**** Exercise materials ****

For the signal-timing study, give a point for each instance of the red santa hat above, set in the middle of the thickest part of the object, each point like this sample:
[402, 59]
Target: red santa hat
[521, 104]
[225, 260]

****

# Do this:
Copy the listing above line for line, with no changes.

# Solution for this task:
For the signal-timing study, give a point for each instance of the red santa hat above, set in the middle of the thickest part of the object, each point like this sample:
[402, 59]
Target: red santa hat
[521, 104]
[225, 260]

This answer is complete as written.